TEXT PASSAGE:
==*==

- Origin: Washington, D.C., U.S.
- Genres: Go-go; hip-hop;
- Years active: 1985–present
- Labels: Future Records
- Members: Chris "Rapper Dude" Black Khari Pratt; Lamond "Maesto" Perkins; Ronald "88" Utley; Leonard "Daddy-O" Huggins; Ronald "Dig-Dug" Dixon; Larry "Stomp Dogg" Atwater (replaced Jammin Jeff Warren in 1996); Samuel "Smoke" Dews (former NEG conga player); "Jammin" Jeff Warren (former NEG drummer)
- Past members: David "32" Ellis;

= Northeast Groovers =

American band

Northeast Groovers (also referred to as NEG and as N.E.G.) is a Washington, D.C.–based go-go band formed in 1985. Northeast Groovers have been active in the Washington metropolitan area, producing numerous songs in the Washington music scene and several hits nationwide, including the singles "The Water", "Van Damme" and "Booty Call".

==History==

===Beginnings===
Northeast Groovers was formed in 1985 in Northeast, Washington, D.C., consisting of nine members: bass player Khari Pratt, keyboardist Lamond "Maestro" Perkins, keyboardist Ronald "88" Utley, Leonard "Daddy-O" Huggins, Ronald "Dig-Dug" Dixon, Larry "Stomp Dogg" Atwater, Samuel "Smoke" Dews playing congas, and drummer "Jammin" Jeff Warren. The group began playing Top 40 and hip-hop songs infused with go-go-rhythms at bowling alleys and nightclubs throughout the Washington metropolitan area (including the Ibex, Breeze's Metro Club, and the Celebrity Hall), and at music venues nationally.

==*==

(Named object pointing entries)
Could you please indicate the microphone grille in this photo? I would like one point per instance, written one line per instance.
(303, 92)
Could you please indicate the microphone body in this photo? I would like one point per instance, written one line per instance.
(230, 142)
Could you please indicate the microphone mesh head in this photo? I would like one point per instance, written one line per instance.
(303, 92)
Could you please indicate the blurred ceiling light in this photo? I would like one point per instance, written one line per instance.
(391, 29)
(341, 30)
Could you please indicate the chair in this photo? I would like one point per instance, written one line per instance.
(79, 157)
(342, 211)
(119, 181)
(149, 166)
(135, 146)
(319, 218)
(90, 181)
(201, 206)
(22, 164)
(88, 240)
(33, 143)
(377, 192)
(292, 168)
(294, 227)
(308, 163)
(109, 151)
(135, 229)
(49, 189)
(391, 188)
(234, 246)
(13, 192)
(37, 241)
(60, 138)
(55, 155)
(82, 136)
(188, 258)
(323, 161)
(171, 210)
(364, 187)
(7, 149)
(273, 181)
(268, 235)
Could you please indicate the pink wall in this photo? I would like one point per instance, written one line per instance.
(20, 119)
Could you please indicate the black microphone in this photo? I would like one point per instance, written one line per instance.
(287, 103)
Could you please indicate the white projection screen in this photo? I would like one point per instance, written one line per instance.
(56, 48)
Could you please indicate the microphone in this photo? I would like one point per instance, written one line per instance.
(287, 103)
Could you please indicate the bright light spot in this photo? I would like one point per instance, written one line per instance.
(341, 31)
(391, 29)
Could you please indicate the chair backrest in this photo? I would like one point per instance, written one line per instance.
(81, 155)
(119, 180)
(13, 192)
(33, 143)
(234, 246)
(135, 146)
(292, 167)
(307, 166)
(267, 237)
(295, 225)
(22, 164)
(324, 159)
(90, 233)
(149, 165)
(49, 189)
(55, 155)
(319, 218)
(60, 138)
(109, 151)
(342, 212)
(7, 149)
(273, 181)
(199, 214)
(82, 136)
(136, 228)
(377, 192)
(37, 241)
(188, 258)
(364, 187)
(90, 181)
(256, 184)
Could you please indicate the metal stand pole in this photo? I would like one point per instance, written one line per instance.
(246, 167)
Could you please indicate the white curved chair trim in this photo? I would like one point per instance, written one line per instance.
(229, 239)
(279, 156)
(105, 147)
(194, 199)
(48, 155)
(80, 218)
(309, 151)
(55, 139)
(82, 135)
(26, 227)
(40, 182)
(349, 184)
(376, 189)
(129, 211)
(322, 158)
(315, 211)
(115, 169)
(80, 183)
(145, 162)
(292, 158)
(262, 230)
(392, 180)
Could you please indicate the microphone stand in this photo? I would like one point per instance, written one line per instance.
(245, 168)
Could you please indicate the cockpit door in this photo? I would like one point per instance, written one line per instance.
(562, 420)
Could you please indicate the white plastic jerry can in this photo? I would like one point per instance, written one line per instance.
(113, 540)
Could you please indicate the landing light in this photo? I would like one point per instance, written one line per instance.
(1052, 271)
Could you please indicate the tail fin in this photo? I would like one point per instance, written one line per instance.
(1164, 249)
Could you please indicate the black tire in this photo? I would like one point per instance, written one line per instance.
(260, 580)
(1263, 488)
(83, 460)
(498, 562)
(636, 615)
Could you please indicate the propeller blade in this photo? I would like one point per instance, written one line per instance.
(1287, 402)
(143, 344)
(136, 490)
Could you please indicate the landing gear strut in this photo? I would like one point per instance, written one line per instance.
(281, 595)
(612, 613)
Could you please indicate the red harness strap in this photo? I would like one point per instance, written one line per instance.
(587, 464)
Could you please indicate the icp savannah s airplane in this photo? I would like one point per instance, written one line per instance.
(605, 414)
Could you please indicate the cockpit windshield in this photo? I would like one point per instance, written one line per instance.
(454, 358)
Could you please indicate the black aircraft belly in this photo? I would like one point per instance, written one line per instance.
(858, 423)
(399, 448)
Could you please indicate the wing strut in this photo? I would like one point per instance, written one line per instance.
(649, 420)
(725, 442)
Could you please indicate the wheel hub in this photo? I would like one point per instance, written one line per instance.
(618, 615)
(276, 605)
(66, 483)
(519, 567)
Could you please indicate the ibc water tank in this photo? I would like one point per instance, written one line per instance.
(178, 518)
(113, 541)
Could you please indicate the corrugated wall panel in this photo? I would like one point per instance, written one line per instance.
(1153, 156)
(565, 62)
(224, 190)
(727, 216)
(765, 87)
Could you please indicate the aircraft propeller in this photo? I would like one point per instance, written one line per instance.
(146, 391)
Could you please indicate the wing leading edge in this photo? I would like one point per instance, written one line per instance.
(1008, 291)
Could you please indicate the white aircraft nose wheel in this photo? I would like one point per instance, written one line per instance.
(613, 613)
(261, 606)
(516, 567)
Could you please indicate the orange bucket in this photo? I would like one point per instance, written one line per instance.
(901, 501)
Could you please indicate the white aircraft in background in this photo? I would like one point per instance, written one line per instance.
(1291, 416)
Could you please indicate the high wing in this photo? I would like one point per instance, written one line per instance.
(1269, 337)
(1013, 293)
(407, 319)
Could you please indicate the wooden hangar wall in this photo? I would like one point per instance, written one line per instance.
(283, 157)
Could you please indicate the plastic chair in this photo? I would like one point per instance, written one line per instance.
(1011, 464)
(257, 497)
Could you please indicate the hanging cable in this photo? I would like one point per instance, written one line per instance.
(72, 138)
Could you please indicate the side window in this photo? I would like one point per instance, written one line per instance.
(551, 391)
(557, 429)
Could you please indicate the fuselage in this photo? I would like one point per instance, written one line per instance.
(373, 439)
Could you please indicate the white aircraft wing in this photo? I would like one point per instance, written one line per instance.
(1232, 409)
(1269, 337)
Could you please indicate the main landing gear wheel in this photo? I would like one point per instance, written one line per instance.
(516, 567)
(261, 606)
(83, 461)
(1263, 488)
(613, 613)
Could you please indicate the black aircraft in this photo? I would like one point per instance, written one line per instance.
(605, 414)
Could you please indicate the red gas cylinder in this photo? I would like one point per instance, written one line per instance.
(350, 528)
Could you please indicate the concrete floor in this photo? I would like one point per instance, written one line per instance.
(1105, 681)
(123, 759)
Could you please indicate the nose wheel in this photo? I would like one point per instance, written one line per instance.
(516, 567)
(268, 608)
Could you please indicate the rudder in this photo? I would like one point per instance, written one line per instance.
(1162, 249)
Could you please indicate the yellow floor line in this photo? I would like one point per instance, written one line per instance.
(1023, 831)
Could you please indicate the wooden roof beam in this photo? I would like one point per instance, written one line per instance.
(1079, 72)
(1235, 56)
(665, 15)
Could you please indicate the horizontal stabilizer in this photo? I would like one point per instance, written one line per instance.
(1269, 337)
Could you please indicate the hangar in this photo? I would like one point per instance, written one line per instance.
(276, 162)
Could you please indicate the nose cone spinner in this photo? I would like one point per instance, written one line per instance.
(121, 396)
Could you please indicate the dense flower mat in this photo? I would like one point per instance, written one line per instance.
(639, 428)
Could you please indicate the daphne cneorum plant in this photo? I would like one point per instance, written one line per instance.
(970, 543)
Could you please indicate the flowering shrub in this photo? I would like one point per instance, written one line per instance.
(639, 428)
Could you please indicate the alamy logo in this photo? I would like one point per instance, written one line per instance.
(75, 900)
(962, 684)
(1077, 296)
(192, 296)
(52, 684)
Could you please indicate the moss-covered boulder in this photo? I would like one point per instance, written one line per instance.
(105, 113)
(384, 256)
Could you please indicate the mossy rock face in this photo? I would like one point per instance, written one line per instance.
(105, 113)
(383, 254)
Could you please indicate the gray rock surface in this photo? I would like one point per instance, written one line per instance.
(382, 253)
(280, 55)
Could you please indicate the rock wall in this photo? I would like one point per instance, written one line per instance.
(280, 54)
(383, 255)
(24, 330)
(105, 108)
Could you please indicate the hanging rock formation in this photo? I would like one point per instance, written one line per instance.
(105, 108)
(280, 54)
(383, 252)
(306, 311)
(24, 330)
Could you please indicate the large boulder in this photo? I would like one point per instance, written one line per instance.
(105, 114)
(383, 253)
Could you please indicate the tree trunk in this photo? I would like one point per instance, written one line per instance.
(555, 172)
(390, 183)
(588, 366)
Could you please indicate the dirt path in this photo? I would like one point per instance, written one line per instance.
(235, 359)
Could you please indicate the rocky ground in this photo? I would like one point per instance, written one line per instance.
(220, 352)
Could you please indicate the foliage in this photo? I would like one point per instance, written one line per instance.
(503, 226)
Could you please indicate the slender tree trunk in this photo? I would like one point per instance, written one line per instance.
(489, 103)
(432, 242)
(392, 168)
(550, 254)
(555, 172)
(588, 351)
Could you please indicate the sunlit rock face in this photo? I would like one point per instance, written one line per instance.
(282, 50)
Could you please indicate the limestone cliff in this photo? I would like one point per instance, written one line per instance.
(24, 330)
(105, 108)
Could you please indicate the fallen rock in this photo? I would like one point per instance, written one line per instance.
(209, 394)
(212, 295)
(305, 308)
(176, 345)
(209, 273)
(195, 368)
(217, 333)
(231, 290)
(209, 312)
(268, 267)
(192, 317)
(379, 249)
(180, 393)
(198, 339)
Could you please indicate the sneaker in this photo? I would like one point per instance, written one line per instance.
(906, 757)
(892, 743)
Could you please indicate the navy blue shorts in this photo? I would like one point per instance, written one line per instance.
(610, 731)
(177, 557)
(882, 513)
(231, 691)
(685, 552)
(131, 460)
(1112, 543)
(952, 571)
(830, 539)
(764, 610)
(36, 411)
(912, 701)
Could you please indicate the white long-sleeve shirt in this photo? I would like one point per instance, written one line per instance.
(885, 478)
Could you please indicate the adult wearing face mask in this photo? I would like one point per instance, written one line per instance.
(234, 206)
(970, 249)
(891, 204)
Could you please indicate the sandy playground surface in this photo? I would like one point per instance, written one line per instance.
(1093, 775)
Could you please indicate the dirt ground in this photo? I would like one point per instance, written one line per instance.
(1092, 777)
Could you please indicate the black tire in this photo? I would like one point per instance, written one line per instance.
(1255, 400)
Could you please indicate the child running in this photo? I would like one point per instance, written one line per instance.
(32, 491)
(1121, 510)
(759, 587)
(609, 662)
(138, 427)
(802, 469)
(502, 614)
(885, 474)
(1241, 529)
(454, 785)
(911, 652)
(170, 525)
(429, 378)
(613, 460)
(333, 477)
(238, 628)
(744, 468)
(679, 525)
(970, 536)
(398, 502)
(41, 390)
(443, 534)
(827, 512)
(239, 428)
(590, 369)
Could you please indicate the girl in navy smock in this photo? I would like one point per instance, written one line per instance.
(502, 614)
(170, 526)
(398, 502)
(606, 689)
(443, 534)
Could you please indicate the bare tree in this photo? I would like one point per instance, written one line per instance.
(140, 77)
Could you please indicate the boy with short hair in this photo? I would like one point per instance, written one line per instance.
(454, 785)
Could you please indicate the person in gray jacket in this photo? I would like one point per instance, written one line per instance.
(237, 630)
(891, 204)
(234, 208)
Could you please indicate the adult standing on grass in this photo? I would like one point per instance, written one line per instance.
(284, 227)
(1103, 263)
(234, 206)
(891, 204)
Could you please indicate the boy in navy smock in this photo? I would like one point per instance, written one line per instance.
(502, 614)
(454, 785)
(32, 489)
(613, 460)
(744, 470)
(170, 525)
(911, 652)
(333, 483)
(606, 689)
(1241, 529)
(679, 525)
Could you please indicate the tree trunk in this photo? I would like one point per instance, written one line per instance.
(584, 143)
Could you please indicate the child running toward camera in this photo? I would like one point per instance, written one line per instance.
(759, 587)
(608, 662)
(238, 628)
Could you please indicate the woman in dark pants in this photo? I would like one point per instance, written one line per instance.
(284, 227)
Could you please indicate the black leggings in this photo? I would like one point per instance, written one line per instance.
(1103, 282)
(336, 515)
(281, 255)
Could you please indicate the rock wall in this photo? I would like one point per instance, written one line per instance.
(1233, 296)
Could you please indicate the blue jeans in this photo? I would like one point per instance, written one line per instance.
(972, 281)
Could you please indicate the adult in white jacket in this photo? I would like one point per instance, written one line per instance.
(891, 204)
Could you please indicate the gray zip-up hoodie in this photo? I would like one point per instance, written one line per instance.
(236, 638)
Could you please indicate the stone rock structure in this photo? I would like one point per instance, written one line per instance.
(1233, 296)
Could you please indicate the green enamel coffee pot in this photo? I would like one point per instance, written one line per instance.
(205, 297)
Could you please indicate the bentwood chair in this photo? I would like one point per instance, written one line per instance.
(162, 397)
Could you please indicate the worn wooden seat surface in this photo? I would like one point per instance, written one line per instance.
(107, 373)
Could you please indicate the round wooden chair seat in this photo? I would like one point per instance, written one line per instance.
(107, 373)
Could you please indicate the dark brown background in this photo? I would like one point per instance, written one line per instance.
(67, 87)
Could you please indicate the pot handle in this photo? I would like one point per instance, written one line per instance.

==*==

SHORT PROBLEM A:
Which singles does the Northeast Groovers article list as nationwide hits?
SHORT PROBLEM B:
Write the next part of the Northeast Groovers article, starting after its final sentence.

EXERCISE OUTPUT A:
"The Water", "Van Damme" and "Booty Call".

EXERCISE OUTPUT B:
N.E.G. released their debut single "Van Damme" in September 1993. "The Water" (which samples Aqua Boogie by Parliament) and "Twenty Minute Workout" were follow-up singles released in the same year. All three singles were included in the group's 1994 debut album Straight from the Basement. N.E.G. released the album N.E.G Jams in 1995, which received positive reviews from Billboard Magazine and The Washington Post. In 1996, N.E.G. released the single "Goosebumps!" which became a hit within the D.C. music scene. The follow-up albums Northeast Coming and Northeast on Fire were released in 1999.

===Present formation===
N.E.G. released the single "Dukes Up" in 2014, and is pioneering a new era in go-go music hoping to move the genre in a direction where it will take its rightful place in the realm of music. D.C.-based hip-hop artists such as Wale and Tabi Bonney have sampled songs by N.E.G., including Wale's for his 2006 song "Dig Dug (Shake It)" which sampled "Off Da Muscle". N.E.G. also provides social awareness for AIDS and inner city violence in the Washington metropolitan region.

==Discography==

===Albums===
- Straight from the Basement, (Future Records & Tapes, 1994)
- N.E.G. Jams, (Future Records & Tapes, 1995)
- Northeast Coming, (Listen Up Records & Tapes, 1999)
- Northeast on Fire, (A Future Sound Production, 1999)

===Singles===
- "The Water" (1993)
- "Van Damme" (1993)
- "The Twenty Minute Workout" (1993)
- "24-7-365" (1994)
- "Booty Call" (1994)
- "Goosebumps" (1996)
- "Dukes Up" (2014)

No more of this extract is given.